**Task to carry out:**
Please copy out every line of the rows below that contains the word "roof". Case counts.

**Data records:**
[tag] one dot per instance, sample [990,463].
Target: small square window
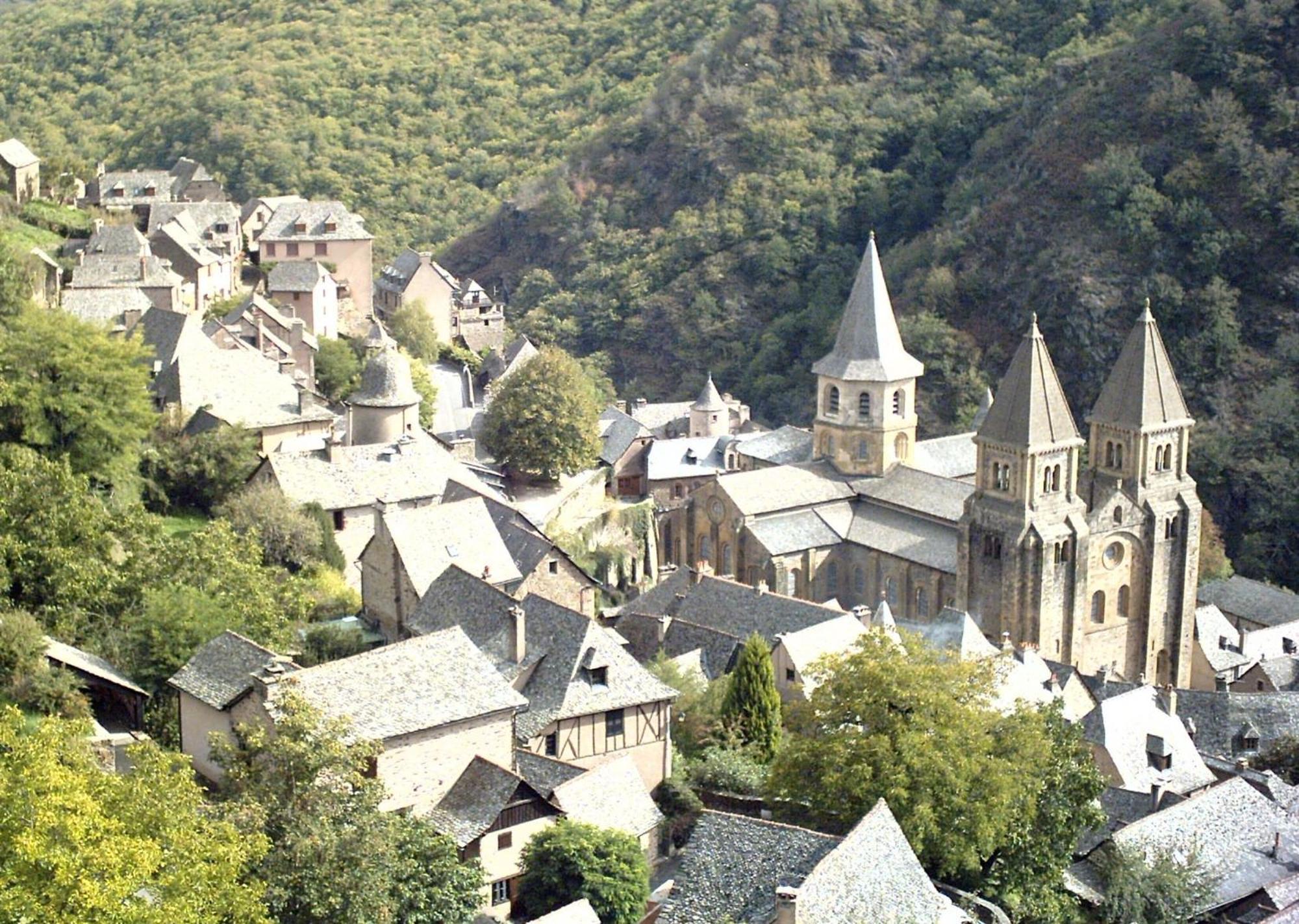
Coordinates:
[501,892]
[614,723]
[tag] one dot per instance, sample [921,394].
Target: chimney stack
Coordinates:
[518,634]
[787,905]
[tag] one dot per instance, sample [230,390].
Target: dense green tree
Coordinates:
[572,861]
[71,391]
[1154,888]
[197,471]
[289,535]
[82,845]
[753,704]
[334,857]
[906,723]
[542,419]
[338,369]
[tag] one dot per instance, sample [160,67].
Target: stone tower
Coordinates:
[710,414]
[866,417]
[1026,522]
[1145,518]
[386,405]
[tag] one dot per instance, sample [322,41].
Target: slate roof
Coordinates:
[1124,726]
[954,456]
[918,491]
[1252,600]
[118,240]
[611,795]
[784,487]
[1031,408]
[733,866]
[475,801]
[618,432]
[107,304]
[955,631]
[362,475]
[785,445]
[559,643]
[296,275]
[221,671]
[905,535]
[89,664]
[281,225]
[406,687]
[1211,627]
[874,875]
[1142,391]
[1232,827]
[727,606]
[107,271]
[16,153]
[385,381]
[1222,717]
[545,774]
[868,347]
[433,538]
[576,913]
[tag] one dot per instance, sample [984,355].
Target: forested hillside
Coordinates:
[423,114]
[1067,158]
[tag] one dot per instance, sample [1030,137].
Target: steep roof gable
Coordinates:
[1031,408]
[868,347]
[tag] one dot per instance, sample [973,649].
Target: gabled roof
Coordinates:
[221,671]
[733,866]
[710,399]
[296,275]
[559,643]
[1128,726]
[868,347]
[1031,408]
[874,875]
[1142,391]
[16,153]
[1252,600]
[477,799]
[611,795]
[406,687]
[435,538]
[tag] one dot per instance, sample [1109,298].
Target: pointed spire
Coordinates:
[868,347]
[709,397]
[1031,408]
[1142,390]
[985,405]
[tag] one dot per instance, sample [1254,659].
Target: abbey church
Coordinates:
* * *
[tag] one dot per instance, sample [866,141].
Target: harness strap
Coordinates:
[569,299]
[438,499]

**Answer to the exercise:**
Target: slate roof
Target: steep roof gable
Target: gabled roof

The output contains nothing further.